Supplied records START
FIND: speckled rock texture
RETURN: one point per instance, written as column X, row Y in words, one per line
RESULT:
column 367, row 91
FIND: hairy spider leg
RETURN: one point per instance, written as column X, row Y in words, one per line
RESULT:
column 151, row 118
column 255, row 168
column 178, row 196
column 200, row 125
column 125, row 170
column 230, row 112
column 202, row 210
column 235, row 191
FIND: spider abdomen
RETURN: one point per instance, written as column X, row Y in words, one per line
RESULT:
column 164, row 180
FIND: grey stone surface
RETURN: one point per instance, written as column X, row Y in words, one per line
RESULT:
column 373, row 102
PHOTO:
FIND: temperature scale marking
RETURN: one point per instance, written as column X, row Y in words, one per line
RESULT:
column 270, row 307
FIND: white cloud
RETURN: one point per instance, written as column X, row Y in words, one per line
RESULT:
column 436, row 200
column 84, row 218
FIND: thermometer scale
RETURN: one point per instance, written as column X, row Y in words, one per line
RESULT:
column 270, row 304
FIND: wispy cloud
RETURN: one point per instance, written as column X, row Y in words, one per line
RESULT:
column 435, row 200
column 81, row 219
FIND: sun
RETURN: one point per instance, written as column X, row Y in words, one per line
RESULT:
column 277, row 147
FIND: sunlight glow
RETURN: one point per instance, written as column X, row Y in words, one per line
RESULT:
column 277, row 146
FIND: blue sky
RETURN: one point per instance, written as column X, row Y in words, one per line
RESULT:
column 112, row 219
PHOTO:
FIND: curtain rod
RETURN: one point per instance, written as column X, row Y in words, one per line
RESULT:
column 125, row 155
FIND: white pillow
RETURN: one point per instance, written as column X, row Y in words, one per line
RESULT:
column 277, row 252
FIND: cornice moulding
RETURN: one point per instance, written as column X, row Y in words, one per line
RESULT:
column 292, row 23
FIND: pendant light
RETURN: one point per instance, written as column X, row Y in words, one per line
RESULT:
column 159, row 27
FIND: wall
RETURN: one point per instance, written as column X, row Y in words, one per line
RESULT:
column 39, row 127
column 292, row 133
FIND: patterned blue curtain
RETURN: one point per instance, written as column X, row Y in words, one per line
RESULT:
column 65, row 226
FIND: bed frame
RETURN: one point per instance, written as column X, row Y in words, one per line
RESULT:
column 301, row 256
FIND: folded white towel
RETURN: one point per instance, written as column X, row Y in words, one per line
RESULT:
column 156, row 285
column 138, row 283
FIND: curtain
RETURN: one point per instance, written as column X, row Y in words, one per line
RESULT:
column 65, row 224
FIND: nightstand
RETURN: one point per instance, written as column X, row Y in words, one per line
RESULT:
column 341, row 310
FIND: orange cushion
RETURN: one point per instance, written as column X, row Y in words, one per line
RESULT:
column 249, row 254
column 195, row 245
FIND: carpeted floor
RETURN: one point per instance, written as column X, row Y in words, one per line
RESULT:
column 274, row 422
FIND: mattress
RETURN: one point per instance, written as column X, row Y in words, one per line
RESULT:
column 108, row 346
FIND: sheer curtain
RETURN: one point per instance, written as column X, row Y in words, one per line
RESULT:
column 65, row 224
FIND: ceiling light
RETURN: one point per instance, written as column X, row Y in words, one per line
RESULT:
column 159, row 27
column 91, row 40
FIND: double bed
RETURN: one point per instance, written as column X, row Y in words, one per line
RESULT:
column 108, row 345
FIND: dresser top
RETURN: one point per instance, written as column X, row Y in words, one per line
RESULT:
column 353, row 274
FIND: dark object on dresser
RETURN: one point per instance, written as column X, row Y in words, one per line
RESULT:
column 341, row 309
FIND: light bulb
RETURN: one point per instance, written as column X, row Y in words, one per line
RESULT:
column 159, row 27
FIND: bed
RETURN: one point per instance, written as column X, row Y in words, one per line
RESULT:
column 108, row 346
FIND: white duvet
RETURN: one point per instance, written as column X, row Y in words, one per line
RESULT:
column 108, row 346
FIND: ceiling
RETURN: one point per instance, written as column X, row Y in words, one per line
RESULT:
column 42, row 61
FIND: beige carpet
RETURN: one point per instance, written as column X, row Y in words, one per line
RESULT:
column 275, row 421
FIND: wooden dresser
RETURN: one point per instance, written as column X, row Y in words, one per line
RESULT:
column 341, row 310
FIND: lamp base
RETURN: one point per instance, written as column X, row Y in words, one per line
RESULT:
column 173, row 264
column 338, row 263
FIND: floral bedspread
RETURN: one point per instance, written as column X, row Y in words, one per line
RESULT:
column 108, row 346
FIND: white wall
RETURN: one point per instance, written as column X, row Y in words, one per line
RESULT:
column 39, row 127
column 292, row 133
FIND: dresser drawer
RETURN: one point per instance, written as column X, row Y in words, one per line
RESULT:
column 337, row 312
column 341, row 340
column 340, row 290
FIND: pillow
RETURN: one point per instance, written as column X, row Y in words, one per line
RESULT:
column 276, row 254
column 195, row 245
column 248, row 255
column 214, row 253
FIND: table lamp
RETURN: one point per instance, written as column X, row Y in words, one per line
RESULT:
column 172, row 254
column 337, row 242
Supplied records END
### Assignment:
The data above must be returned in full, exactly as written.

### Output of the exercise:
FIND: speckled rock texture
RETURN: one point per instance, written as column X, row Y in words, one per line
RESULT:
column 367, row 91
FIND: hairy spider leg
RETURN: one point per instance, written as column X, row Y in words, one per line
RESULT:
column 151, row 118
column 255, row 168
column 178, row 196
column 200, row 125
column 125, row 170
column 230, row 112
column 202, row 210
column 235, row 191
FIND: spider abdomen
RETURN: one point per instance, written as column X, row Y in words, one per line
RESULT:
column 164, row 180
FIND: grey stone surface
RETURN: one point per instance, written as column X, row Y in words, one per line
RESULT:
column 373, row 102
PHOTO:
FIND: temperature scale marking
RETURN: one point per instance, written as column X, row Y in words, one per line
RESULT:
column 270, row 307
FIND: white cloud
RETURN: one point per instance, written as column X, row Y in words, one per line
RESULT:
column 436, row 200
column 84, row 218
FIND: thermometer scale
RETURN: one point per instance, written as column X, row Y in words, one per line
RESULT:
column 270, row 304
FIND: wispy cloud
RETURN: one point per instance, written as column X, row Y in words, one per line
RESULT:
column 435, row 200
column 81, row 219
FIND: sun
RETURN: one point per instance, written as column X, row Y in words, one per line
RESULT:
column 277, row 147
FIND: sunlight glow
RETURN: one point per instance, written as column X, row Y in words, one per line
RESULT:
column 277, row 146
FIND: blue sky
RETURN: one point per instance, written as column X, row Y in words, one per line
RESULT:
column 112, row 219
PHOTO:
FIND: curtain rod
RETURN: one point per instance, written as column X, row Y in words, one per line
RESULT:
column 125, row 155
FIND: white pillow
RETURN: one point per instance, written as column X, row Y in words, one per line
RESULT:
column 277, row 252
FIND: cornice moulding
RETURN: one point per instance, written as column X, row Y in words, one per line
RESULT:
column 292, row 23
FIND: pendant light
RETURN: one point per instance, written as column X, row Y in words, one per line
RESULT:
column 159, row 27
FIND: wall
RETURN: one point per instance, written as column X, row Y in words, one per line
RESULT:
column 39, row 127
column 292, row 133
FIND: patterned blue curtain
RETURN: one point per instance, written as column X, row Y in words, one per line
RESULT:
column 65, row 226
FIND: bed frame
RETURN: one point per instance, written as column X, row Y in words, one per line
RESULT:
column 301, row 256
FIND: folded white towel
RETURN: one point per instance, written as column X, row Y in words, one per line
RESULT:
column 156, row 285
column 138, row 283
FIND: curtain
RETURN: one point per instance, written as column X, row Y in words, one per line
RESULT:
column 65, row 224
FIND: nightstand
RETURN: one point per instance, written as column X, row Y in words, one per line
RESULT:
column 341, row 310
FIND: orange cushion
RETURN: one point per instance, written as column X, row Y in words, one per line
RESULT:
column 249, row 254
column 195, row 245
FIND: carpeted floor
RETURN: one point per instance, written as column X, row Y in words, one per line
RESULT:
column 274, row 422
FIND: mattress
RETURN: one point per instance, written as column X, row Y in words, one per line
RESULT:
column 108, row 346
FIND: sheer curtain
RETURN: one point per instance, written as column X, row Y in words, one per line
RESULT:
column 65, row 224
FIND: ceiling light
RETURN: one point per instance, written as column X, row Y in words, one per line
RESULT:
column 159, row 27
column 91, row 40
FIND: double bed
RETURN: one point per instance, written as column X, row Y in words, one per line
RESULT:
column 108, row 345
FIND: dresser top
RETURN: one point per instance, written as column X, row Y in words, one per line
RESULT:
column 353, row 274
FIND: dark object on dresser
RETURN: one point per instance, written as column X, row Y in words, one per line
RESULT:
column 341, row 309
FIND: light bulb
RETURN: one point per instance, written as column X, row Y in words, one per line
RESULT:
column 159, row 27
FIND: bed
RETURN: one point per instance, written as column X, row Y in words, one per line
RESULT:
column 108, row 346
FIND: white duvet
RETURN: one point per instance, written as column X, row Y in words, one per line
RESULT:
column 108, row 346
FIND: ceiling
RETURN: one point per instance, written as column X, row Y in words, one per line
RESULT:
column 42, row 61
FIND: beige carpet
RETURN: one point per instance, written as column X, row Y in words, one per line
RESULT:
column 275, row 421
FIND: wooden dresser
RETURN: one point per instance, written as column X, row Y in words, one per line
RESULT:
column 341, row 310
FIND: lamp base
RETURN: one point per instance, written as column X, row Y in words, one per line
RESULT:
column 173, row 264
column 338, row 263
FIND: floral bedspread
RETURN: one point per instance, written as column X, row Y in words, one per line
RESULT:
column 108, row 346
FIND: white wall
RETURN: one point per instance, written as column X, row Y in words, one per line
RESULT:
column 39, row 127
column 292, row 133
FIND: dresser drawer
RETURN: one point per instance, written as column X, row Y in words, one per line
RESULT:
column 337, row 312
column 341, row 340
column 340, row 290
FIND: pillow
RETURN: one point per instance, written as column X, row Y in words, one per line
RESULT:
column 276, row 254
column 195, row 245
column 248, row 255
column 214, row 253
FIND: table lamp
RETURN: one point per instance, written as column X, row Y in words, one per line
RESULT:
column 172, row 254
column 337, row 242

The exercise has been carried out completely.